* [SOURCE DOCUMENT]:
• • • • •

# Deer Pedicles



## Jgrden (Oct 23, 2010)

What can I do with Deer antler pedicles? I have saved about twenty of them and think they would make nice pendants. What are other ideas. They are too beautiful to throw away or turn into buttons, unless for an expensive coat. 
John in Texas


----------



## truckfixr (Oct 23, 2010)

They make great rustic looking drawer/cabinet pulls.


----------



## Jim Smith (Oct 23, 2010)

I think that they would make very nice looking pen stands for desk pens, especially those made from antler.

Jim Smith


----------



## jskeen (Oct 23, 2010)

To clarify, is what you have the butt end of the shed antler, or the actual skull bone with the antler attached?  Technically the pedicle is part of the skull, where the antler growth begins.  The external, bumpy round part of the antler is the burr.  Anyway, if it is just a flat round disk, the burr makes a very cool looking recepticle for the point of a pen when the other end is supported by a pair of crossed tips or a forked antler on a desk stand.  If it is big enough around, and long enough, I sometimes turn it into the cap section for a desk pen.   In either case, If you can't figure out a good use for them, I'd be happy to trade you out of them.  PM if interested. 

If the antler is still attached to the skull, I always try to saw away enough of the skull to turn the entire section into part of the pen, showing the "skull line" all the way around the blank.  I usually double the price of a pen if I can get a complete joint line to show up prominently.


----------



## Andrew Arndts (Oct 23, 2010)

well on a bone handled knife they depending on the size good butt end or guard.


----------



## Jgrden (Oct 24, 2010)

jskeen said:


> To clarify, is what you have the butt end of the shed antler, or the actual skull bone with the antler attached?  Technically the pedicle is part of the skull, where the antler growth begins.  The external, bumpy round part of the antler is the burr.  Anyway, if it is just a flat round disk, the burr makes a very cool looking recepticle for the point of a pen when the other end is supported by a pair of crossed tips or a forked antler on a desk stand.  If it is big enough around, and long enough, I sometimes turn it into the cap section for a desk pen.   In either case, If you can't figure out a good use for them, I'd be happy to trade you out of them.  PM if interested.

• • • • •

* [Entries from an annotation dataset]:
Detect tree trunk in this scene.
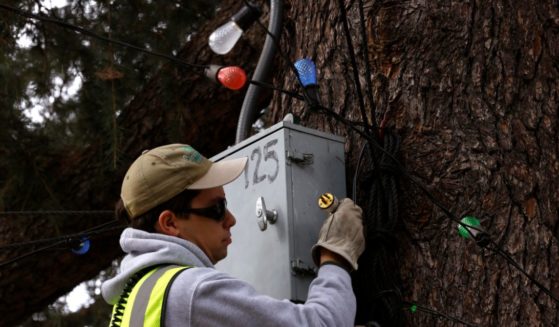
[4,0,559,326]
[0,1,270,326]
[274,1,559,326]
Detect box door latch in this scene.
[286,150,313,166]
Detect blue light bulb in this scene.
[295,58,317,87]
[72,237,91,255]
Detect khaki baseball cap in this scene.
[120,144,247,218]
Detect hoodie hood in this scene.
[101,228,213,304]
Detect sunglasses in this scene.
[186,199,227,222]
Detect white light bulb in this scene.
[208,21,243,55]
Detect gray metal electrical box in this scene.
[212,121,346,301]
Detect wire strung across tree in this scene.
[0,0,559,322]
[0,220,124,268]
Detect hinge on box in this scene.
[286,150,313,165]
[291,259,316,277]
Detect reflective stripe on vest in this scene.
[111,265,190,327]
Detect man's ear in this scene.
[155,210,179,236]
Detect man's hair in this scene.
[115,190,200,233]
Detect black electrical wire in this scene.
[0,210,114,217]
[0,222,124,251]
[0,4,207,70]
[248,80,305,101]
[243,0,322,113]
[0,221,124,269]
[354,132,405,327]
[6,0,559,312]
[404,302,478,327]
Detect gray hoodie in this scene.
[102,228,356,327]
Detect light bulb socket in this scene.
[204,65,223,83]
[231,2,262,31]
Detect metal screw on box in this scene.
[256,196,278,231]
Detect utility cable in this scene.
[0,221,124,269]
[0,221,124,251]
[0,4,207,74]
[0,210,114,217]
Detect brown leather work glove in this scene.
[312,198,365,269]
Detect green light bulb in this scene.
[458,216,481,238]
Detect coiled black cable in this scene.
[354,131,405,326]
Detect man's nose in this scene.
[225,210,237,228]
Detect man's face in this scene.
[177,187,236,264]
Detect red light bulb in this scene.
[217,66,247,90]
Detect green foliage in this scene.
[0,0,217,210]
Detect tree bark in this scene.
[274,1,559,326]
[0,1,270,326]
[4,0,559,326]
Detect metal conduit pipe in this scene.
[235,0,283,144]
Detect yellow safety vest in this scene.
[109,265,191,327]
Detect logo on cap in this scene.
[182,145,203,163]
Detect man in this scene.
[102,144,364,327]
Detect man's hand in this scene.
[312,199,365,269]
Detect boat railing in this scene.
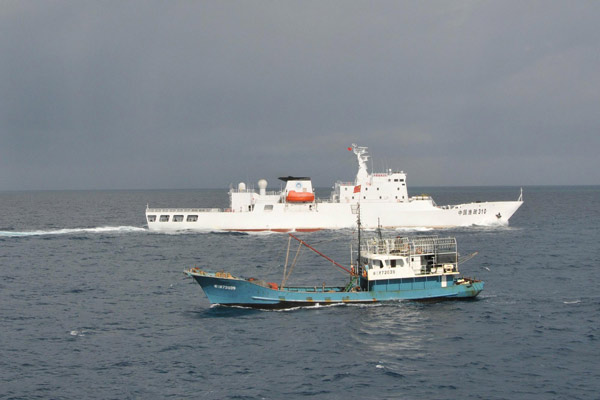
[361,236,457,256]
[146,208,231,213]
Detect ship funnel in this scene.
[258,179,267,196]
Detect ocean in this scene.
[0,186,600,400]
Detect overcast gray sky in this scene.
[0,0,600,190]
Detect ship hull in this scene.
[186,270,484,308]
[146,200,523,232]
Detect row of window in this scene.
[148,215,198,222]
[373,259,404,268]
[352,196,404,200]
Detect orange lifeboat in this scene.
[285,190,315,203]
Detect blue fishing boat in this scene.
[184,230,484,308]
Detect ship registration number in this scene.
[213,285,235,290]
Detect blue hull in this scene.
[186,271,484,308]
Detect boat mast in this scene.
[356,205,361,273]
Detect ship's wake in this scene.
[0,226,148,237]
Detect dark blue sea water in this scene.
[0,187,600,399]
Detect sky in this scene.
[0,0,600,190]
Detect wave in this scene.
[0,226,148,237]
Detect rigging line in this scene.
[281,234,292,288]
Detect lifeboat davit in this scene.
[285,190,315,203]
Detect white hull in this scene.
[146,145,523,232]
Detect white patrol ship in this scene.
[146,144,523,232]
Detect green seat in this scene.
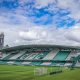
[30,51,49,65]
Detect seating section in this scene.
[0,49,80,66]
[31,51,49,65]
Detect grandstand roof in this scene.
[0,44,80,51]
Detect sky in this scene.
[0,0,80,46]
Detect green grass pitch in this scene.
[0,65,80,80]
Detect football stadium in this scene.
[0,45,80,80]
[0,0,80,80]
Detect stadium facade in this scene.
[0,45,80,67]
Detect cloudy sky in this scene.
[0,0,80,46]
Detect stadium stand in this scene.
[0,45,80,67]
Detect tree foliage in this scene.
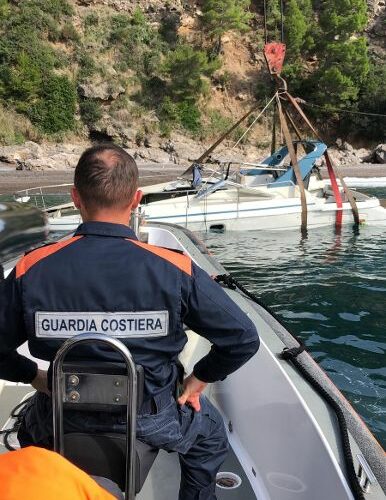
[202,0,252,38]
[29,75,77,134]
[0,0,77,133]
[162,44,219,101]
[320,0,367,43]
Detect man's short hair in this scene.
[74,143,139,210]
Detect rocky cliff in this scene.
[0,0,386,168]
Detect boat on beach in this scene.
[0,222,386,500]
[10,140,386,231]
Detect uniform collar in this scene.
[75,221,138,240]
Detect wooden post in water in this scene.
[276,95,307,234]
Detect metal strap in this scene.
[284,92,359,225]
[276,96,307,232]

• • • • •

* [TASKS TO CARRY OUT]:
1. According to jskeen in the deer pedicle thread, what does he usually do to a pen's price when he can get a complete joint line to show up prominently?
2. Please carry on the forum thread about deer antler pedicles from its last line.

* [THE REPLIES]:
1. He usually doubles the price of the pen.

2.
> 
> If the antler is still attached to the skull, I always try to saw away enough of the skull to turn the entire section into part of the pen, showing the "skull line" all the way around the blank.  I usually double the price of a pen if I can get a complete joint line to show up prominently.



I looked this up on Google and the pedicle was described as the the knobby part. I stand corrected and defer to your experience, knowledge and expertise.  These are the BURR part of the antler. I cut the main stem from the BURR leaving a half dollar size BURR. The skull is NOT part of the BURR. The BURRs that I have are cut just over the hair line.


----------



## Jgrden (Oct 24, 2010)

Andrew Arndts said:


> well on a bone handled knife they depending on the size good butt end or guard.


You are right. I have saved a couple butts, or now BURRS with about 6 or 8 inches of main stem on them but I am not a knife maker.  Don't know how.


----------



## Jgrden (Oct 24, 2010)

jskeen said:


> To clarify, is what you have the butt end of the shed antler, or the actual skull bone with the antler attached?  Technically the pedicle is part of the skull, where the antler growth begins.  The external, bumpy round part of the antler is the burr.  Anyway, if it is just a flat round disk, the burr makes a very cool looking recepticle for the point of a pen when the other end is supported by a pair of crossed tips or a forked antler on a desk stand.  If it is big enough around, and long enough, I sometimes turn it into the cap section for a desk pen.   In either case, If you can't figure out a good use for them, I'd be happy to trade you out of them.  PM if interested.
> 
> If the antler is still attached to the skull, I always try to saw away enough of the skull to turn the entire section into part of the pen, showing the "skull line" all the way around the blank.  I usually double the price of a pen if I can get a complete joint line to show up prominently.



Here is what I learned:

*Parts of a Deer Antler *
*Pedicle: *The base of the deer's antler, where the antler bone meets the head of the deer.
*Beam:* The central stem of the antlers, from which all other points arise.
*Brow Tine: * The first division or point off of the beam.
*Bay Antler:* The second division (or point above the brow tine).
*Royal Antler: *The third division on the antlers (or point above the bay antler).
*Surroyal Antler: *The fourth division or point above the royal antler.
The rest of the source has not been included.